* PROBLEM TO SOLVE *
Every line from the opening of the records to the line with "Question. The picture above shows the rough" should be restated exactly, with both ends included and the pictures left out.

* MATERIAL SUPPLIED *

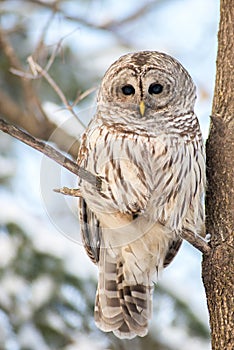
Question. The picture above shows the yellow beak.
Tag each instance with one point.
(142, 108)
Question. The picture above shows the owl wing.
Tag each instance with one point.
(90, 231)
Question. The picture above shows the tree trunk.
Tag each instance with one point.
(218, 266)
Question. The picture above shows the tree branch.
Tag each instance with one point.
(50, 152)
(197, 241)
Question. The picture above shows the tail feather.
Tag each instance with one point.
(121, 308)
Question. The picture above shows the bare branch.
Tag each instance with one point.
(50, 152)
(74, 192)
(197, 241)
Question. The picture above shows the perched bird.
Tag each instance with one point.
(146, 144)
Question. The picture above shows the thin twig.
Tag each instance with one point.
(50, 152)
(73, 192)
(36, 67)
(197, 241)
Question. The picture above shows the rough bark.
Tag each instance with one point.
(218, 265)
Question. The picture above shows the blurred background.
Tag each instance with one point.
(47, 283)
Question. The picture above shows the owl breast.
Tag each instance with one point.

* RESULT BELOW *
Question. The picture above shows the yellow beak.
Tag each instance with one point.
(142, 108)
Question. The picture above shows the owl wing.
Tag each instance with one point.
(90, 231)
Question. The picture above shows the tree trunk.
Tag each instance with one point.
(218, 266)
Question. The picture above shows the tree branch.
Tag each instance with one point.
(50, 152)
(197, 241)
Question. The picture above shows the tail feather.
Tag each instance with one point.
(121, 308)
Question. The picture above shows the bare branch.
Tag each instance with one point.
(50, 152)
(74, 192)
(197, 241)
Question. The picture above shows the perched bird.
Tag each instance with one point.
(146, 144)
Question. The picture above shows the thin twig.
Tag each instance with one point.
(50, 152)
(73, 192)
(36, 67)
(197, 241)
Question. The picture above shows the rough bark.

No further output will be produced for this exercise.